━━━━━ Information supplied ━━━━━
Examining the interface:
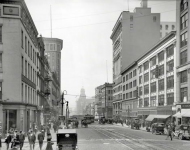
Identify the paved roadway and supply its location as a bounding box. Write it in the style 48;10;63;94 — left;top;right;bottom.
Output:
2;123;190;150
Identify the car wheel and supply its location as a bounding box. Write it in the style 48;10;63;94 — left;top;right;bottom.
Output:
179;134;183;140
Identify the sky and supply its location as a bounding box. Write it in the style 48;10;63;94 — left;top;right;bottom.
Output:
25;0;176;112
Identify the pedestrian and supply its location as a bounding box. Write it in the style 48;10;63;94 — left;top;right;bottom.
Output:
0;133;2;150
5;132;12;150
19;131;25;150
46;133;53;150
28;130;36;150
166;125;172;141
38;131;44;150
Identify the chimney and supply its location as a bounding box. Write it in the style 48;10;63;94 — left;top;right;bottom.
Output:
141;0;148;8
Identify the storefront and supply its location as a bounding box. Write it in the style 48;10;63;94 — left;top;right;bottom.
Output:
173;103;190;125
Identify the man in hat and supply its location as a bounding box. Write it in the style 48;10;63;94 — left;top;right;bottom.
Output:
38;130;44;150
19;131;25;150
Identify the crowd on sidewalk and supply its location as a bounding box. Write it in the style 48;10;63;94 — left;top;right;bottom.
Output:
0;122;58;150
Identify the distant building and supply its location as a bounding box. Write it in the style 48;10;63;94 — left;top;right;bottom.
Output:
110;0;160;118
95;83;113;118
43;37;63;87
160;22;176;38
76;88;95;115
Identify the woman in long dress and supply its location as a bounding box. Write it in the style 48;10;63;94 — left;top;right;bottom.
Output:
46;133;53;150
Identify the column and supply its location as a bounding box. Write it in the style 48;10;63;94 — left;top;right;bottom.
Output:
164;50;167;106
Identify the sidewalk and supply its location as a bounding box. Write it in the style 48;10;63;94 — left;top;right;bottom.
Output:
113;123;146;131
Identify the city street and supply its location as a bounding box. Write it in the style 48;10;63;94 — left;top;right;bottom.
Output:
2;123;190;150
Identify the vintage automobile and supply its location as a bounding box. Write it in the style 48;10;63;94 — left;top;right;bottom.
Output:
173;124;190;140
151;123;165;134
57;129;78;150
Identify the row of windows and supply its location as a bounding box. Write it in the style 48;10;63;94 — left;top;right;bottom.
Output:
123;80;137;91
21;83;38;105
139;45;174;73
139;76;174;96
123;69;137;82
139;93;174;107
160;24;175;30
123;90;137;100
21;30;37;65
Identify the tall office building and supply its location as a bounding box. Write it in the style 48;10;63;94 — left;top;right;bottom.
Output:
110;0;160;117
43;38;63;86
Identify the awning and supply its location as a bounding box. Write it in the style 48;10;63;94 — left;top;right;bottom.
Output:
145;115;170;121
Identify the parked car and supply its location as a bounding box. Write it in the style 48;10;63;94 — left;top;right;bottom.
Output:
151;123;165;134
174;124;190;140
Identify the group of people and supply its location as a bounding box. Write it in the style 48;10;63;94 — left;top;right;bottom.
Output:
0;123;53;150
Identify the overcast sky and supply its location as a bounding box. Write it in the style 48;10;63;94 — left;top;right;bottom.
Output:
25;0;176;110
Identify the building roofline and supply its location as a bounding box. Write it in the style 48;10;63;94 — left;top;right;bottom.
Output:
137;31;176;62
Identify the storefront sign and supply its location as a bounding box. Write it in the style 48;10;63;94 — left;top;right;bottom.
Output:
181;104;190;109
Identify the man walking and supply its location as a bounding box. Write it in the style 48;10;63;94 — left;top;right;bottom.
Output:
28;130;36;150
19;131;25;150
38;131;44;150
━━━━━
- Written instruction
Rewrite all the rows above as a JSON list of strings, one string per line, with blank lines dropped. Omit the pictures.

- Response to this exercise
[
  "Examining the interface:",
  "Identify the paved roadway and supply its location as a bounding box. Write it in the style 48;10;63;94 — left;top;right;bottom.",
  "Output:",
  "2;123;190;150",
  "Identify the car wheel and supply its location as a bounding box. Write it in the style 48;10;63;94 — left;top;right;bottom.",
  "Output:",
  "179;134;183;140",
  "Identify the sky and supply its location as a bounding box. Write it in the style 48;10;63;94 — left;top;right;bottom.",
  "Output:",
  "25;0;176;112",
  "Identify the pedestrian and supply its location as a bounding box. Write it in the style 48;10;63;94 — left;top;right;bottom.",
  "Output:",
  "0;133;2;150",
  "5;132;12;150",
  "19;131;25;150",
  "46;133;53;150",
  "28;130;36;150",
  "166;125;172;141",
  "38;131;44;150",
  "Identify the chimney and supply its location as a bounding box. Write it in the style 48;10;63;94 — left;top;right;bottom.",
  "Output:",
  "141;0;148;8",
  "Identify the storefront and supply its location as a bounding box. Write it in the style 48;10;63;94 — left;top;right;bottom.",
  "Output:",
  "173;103;190;125",
  "Identify the man in hat and supply its location as a bounding box. Write it in the style 48;10;63;94 — left;top;right;bottom.",
  "Output:",
  "38;130;44;150",
  "19;131;25;150",
  "Identify the crowd on sidewalk and supply its location as a bounding box. Write it in the style 48;10;63;94 — left;top;right;bottom.",
  "Output:",
  "0;122;58;150",
  "Identify the distant building and supply its location as a bounding box. Write it in the style 48;10;63;94 — left;top;right;bottom.",
  "Output:",
  "110;0;160;118",
  "95;83;113;118",
  "43;37;63;87",
  "160;22;176;38",
  "76;88;95;115",
  "Identify the woman in long dress and supply its location as a bounding box. Write it in the style 48;10;63;94 — left;top;right;bottom.",
  "Output:",
  "46;133;53;150",
  "Identify the column and supply its location as a bounding box. Write it in the style 48;10;63;94 — left;top;right;bottom.",
  "Output:",
  "164;50;167;106",
  "Identify the sidewalk and supply its location as a bounding box. Write it in the style 48;10;63;94 — left;top;right;bottom.",
  "Output:",
  "113;123;146;131",
  "Identify the city street and supply its location as a bounding box. Write it in the style 48;10;63;94 — left;top;right;bottom.",
  "Output:",
  "2;123;190;150",
  "Identify the vintage automobile and supply its location as a bounding box. Write it in the style 48;10;63;94 — left;top;right;bottom.",
  "Output:",
  "173;124;190;140",
  "151;123;165;134",
  "57;129;78;150",
  "Identify the row of windows and supply its location as a bounding box. Write it in the style 48;10;63;94 — left;top;right;bottom.",
  "Output:",
  "123;80;137;91",
  "21;83;38;105",
  "139;45;174;73",
  "139;76;174;96",
  "123;69;137;82",
  "139;93;174;107",
  "160;24;175;30",
  "123;90;137;100",
  "21;30;37;65",
  "Identify the tall office building and supply its location as a bounding box. Write it in the style 48;10;63;94 — left;top;right;bottom.",
  "Output:",
  "110;0;160;117",
  "43;38;63;86",
  "Identify the awning and supply its location as a bounding box. Write it in the style 48;10;63;94 — left;top;right;bottom.",
  "Output:",
  "145;115;170;121",
  "Identify the parked car and supply its location as a bounding box. Write it in the style 48;10;63;94 — left;top;right;bottom.",
  "Output:",
  "151;123;165;134",
  "174;124;190;140",
  "Identify the group of people and supply its location as a bounding box. Write it in the style 48;10;63;94 — left;top;right;bottom.",
  "Output:",
  "0;123;53;150",
  "Identify the overcast sky and supply its location as a bounding box. Write it in the style 48;10;63;94 — left;top;right;bottom.",
  "Output:",
  "25;0;176;110",
  "Identify the building roofline and supply its location as a bounding box. Write it in the style 48;10;63;94 — left;top;right;bottom.",
  "Output:",
  "137;31;176;62",
  "Identify the storefront sign and supply its location as a bounding box. Write it in the style 48;10;63;94 — left;top;right;bottom.",
  "Output:",
  "181;104;190;109",
  "Identify the man walking and supply its location as a bounding box. Write it in the style 48;10;63;94 — left;top;right;bottom.",
  "Output:",
  "28;130;36;150",
  "19;131;25;150",
  "38;131;44;150"
]